A block of data:
......

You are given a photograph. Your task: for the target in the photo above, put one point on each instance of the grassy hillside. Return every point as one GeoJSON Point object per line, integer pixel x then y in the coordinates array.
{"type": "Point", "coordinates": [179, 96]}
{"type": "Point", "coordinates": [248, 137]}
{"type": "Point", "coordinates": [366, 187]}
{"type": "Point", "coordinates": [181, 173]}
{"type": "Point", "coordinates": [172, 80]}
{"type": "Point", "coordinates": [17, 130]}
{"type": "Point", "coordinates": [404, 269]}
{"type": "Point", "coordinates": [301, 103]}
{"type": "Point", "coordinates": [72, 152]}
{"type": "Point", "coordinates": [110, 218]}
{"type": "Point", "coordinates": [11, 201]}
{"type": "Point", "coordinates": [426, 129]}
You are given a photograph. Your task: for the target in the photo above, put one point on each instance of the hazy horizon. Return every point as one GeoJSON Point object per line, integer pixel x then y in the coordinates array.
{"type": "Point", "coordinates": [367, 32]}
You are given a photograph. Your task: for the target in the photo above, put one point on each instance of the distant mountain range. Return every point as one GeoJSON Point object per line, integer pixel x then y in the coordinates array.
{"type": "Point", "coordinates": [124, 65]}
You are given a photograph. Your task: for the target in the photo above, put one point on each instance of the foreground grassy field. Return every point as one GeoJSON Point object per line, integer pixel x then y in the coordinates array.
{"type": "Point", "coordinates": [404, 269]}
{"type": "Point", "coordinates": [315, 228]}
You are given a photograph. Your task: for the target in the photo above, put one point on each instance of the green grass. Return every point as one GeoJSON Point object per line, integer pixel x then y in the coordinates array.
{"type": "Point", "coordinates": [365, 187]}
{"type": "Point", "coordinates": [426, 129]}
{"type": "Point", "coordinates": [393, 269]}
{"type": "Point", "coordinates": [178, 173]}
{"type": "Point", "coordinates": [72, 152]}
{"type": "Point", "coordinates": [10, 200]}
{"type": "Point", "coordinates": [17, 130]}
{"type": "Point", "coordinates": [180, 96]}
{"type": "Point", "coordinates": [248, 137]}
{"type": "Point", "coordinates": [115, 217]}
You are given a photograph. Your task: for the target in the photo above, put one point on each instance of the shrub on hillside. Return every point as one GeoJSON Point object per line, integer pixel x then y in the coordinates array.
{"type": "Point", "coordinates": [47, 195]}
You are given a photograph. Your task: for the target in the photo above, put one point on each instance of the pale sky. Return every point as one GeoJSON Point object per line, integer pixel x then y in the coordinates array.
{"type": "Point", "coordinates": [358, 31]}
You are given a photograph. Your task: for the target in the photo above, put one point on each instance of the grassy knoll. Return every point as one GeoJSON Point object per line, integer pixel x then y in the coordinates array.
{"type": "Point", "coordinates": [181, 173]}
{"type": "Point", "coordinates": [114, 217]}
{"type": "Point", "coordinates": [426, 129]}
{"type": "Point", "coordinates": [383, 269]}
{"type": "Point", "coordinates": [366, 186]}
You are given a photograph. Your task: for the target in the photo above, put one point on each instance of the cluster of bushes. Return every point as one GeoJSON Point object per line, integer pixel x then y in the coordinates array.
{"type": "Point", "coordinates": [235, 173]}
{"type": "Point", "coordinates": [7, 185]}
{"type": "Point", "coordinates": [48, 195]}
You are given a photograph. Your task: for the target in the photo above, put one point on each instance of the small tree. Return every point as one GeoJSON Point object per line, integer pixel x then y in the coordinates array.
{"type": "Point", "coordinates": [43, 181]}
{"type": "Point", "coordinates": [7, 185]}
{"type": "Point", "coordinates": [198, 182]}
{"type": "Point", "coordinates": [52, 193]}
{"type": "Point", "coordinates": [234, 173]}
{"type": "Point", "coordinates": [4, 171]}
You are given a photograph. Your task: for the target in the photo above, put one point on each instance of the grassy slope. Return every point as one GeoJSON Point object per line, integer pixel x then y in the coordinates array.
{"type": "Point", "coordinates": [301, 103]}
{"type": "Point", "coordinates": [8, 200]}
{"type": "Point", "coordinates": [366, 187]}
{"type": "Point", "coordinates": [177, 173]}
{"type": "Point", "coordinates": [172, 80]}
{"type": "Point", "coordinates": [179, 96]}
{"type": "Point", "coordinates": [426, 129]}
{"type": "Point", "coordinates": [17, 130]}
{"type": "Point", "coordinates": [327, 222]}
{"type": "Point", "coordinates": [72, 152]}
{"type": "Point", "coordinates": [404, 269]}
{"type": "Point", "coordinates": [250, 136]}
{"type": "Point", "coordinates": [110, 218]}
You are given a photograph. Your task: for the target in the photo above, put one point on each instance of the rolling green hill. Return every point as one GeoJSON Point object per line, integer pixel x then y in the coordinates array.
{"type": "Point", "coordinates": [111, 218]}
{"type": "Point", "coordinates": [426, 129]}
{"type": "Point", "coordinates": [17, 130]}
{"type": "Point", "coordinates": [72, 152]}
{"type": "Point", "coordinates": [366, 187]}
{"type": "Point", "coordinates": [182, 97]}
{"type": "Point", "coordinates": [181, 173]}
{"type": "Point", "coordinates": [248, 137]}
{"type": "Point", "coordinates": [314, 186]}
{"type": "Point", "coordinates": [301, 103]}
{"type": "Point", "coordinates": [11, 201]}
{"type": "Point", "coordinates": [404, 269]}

......

WORK TO BE COMPLETED: Transcribe all of the material exactly. Omit nothing.

REPLY TO THE TASK:
You are given a photograph. Your task: for the target in the photo above, put one point on each instance of the grassy hillside. Return every point as one GeoJSON Point object per line, integer pixel x then y in the coordinates array.
{"type": "Point", "coordinates": [179, 96]}
{"type": "Point", "coordinates": [248, 137]}
{"type": "Point", "coordinates": [366, 187]}
{"type": "Point", "coordinates": [181, 173]}
{"type": "Point", "coordinates": [172, 80]}
{"type": "Point", "coordinates": [17, 130]}
{"type": "Point", "coordinates": [404, 269]}
{"type": "Point", "coordinates": [301, 103]}
{"type": "Point", "coordinates": [72, 152]}
{"type": "Point", "coordinates": [110, 218]}
{"type": "Point", "coordinates": [11, 201]}
{"type": "Point", "coordinates": [426, 129]}
You are given a photograph. Your task: for the target in the photo above, put one point on each instance of the hazy horizon. Return every point as one GeoJSON Point object per line, integer pixel x then y in the coordinates array.
{"type": "Point", "coordinates": [367, 32]}
You are given a photograph. Your task: for the target in the photo above, put one point on each instance of the distant mountain range. Return every point as one GeoJSON Point object per line, integer pixel x then y in the coordinates array.
{"type": "Point", "coordinates": [124, 65]}
You are given a photograph. Your task: for the target in the photo above, put one point on each instance of the foreground grassy field. Return every point as one GeoJSON Point object per line, integer pixel x then y in the coordinates array.
{"type": "Point", "coordinates": [404, 269]}
{"type": "Point", "coordinates": [315, 228]}
You are given a photograph. Your task: for the target in the photo above, put one point on each instance of the green grass. Return every point as one GeoJSON Point object per line, integer pixel x then y in the coordinates array.
{"type": "Point", "coordinates": [365, 187]}
{"type": "Point", "coordinates": [426, 129]}
{"type": "Point", "coordinates": [393, 269]}
{"type": "Point", "coordinates": [178, 173]}
{"type": "Point", "coordinates": [72, 152]}
{"type": "Point", "coordinates": [10, 200]}
{"type": "Point", "coordinates": [17, 130]}
{"type": "Point", "coordinates": [180, 96]}
{"type": "Point", "coordinates": [248, 137]}
{"type": "Point", "coordinates": [115, 217]}
You are given a photograph. Your task: for the target in the photo above, put one point on each instance of the shrub on hillside. Return every point as one GeoJSON Point object per line, integer pixel x then y in the coordinates array.
{"type": "Point", "coordinates": [47, 195]}
You are given a photograph. Your task: for the target in the photo above, put one point on each instance of the pale sky. Return every point as one GeoJSON Point object per line, integer pixel x then y in the coordinates array.
{"type": "Point", "coordinates": [358, 31]}
You are given a photograph. Your task: for the target in the photo above, put one point on each instance of the grassy knoll. Return every point as one GeoJSON Point object per line, integer pixel x then y in the coordinates array.
{"type": "Point", "coordinates": [181, 173]}
{"type": "Point", "coordinates": [114, 217]}
{"type": "Point", "coordinates": [426, 129]}
{"type": "Point", "coordinates": [383, 269]}
{"type": "Point", "coordinates": [366, 186]}
You are given a photograph. Your task: for the target in the photo above, put one point on each instance of the cluster of bushes. Return every point as one GeoJSON Point object per line, integer pixel x then y in the coordinates array.
{"type": "Point", "coordinates": [235, 173]}
{"type": "Point", "coordinates": [7, 185]}
{"type": "Point", "coordinates": [48, 195]}
You are given a photograph. Your task: for the target in the photo above, put one point on each instance of the small tree. Return every point as one GeoJSON Point object per line, integer pixel x then y in the coordinates array.
{"type": "Point", "coordinates": [43, 181]}
{"type": "Point", "coordinates": [7, 185]}
{"type": "Point", "coordinates": [198, 182]}
{"type": "Point", "coordinates": [52, 193]}
{"type": "Point", "coordinates": [234, 173]}
{"type": "Point", "coordinates": [4, 171]}
You are given a photograph. Your task: for the target in the photo above, put one point on each instance of the grassy slope. Return every point as one GeoJSON Point object per line, integer pixel x then y in the coordinates array.
{"type": "Point", "coordinates": [301, 103]}
{"type": "Point", "coordinates": [8, 200]}
{"type": "Point", "coordinates": [366, 187]}
{"type": "Point", "coordinates": [177, 173]}
{"type": "Point", "coordinates": [172, 80]}
{"type": "Point", "coordinates": [179, 96]}
{"type": "Point", "coordinates": [426, 129]}
{"type": "Point", "coordinates": [17, 130]}
{"type": "Point", "coordinates": [327, 222]}
{"type": "Point", "coordinates": [72, 152]}
{"type": "Point", "coordinates": [404, 269]}
{"type": "Point", "coordinates": [250, 136]}
{"type": "Point", "coordinates": [110, 218]}
You are given a photograph. Your task: for the target in the photo above, put one point on each instance of the rolling green hill. Return every point as one GeoJSON Point object per line, integer pixel x then y in the coordinates array.
{"type": "Point", "coordinates": [111, 218]}
{"type": "Point", "coordinates": [426, 129]}
{"type": "Point", "coordinates": [17, 130]}
{"type": "Point", "coordinates": [72, 152]}
{"type": "Point", "coordinates": [366, 187]}
{"type": "Point", "coordinates": [182, 97]}
{"type": "Point", "coordinates": [181, 173]}
{"type": "Point", "coordinates": [248, 137]}
{"type": "Point", "coordinates": [314, 186]}
{"type": "Point", "coordinates": [301, 103]}
{"type": "Point", "coordinates": [11, 201]}
{"type": "Point", "coordinates": [404, 269]}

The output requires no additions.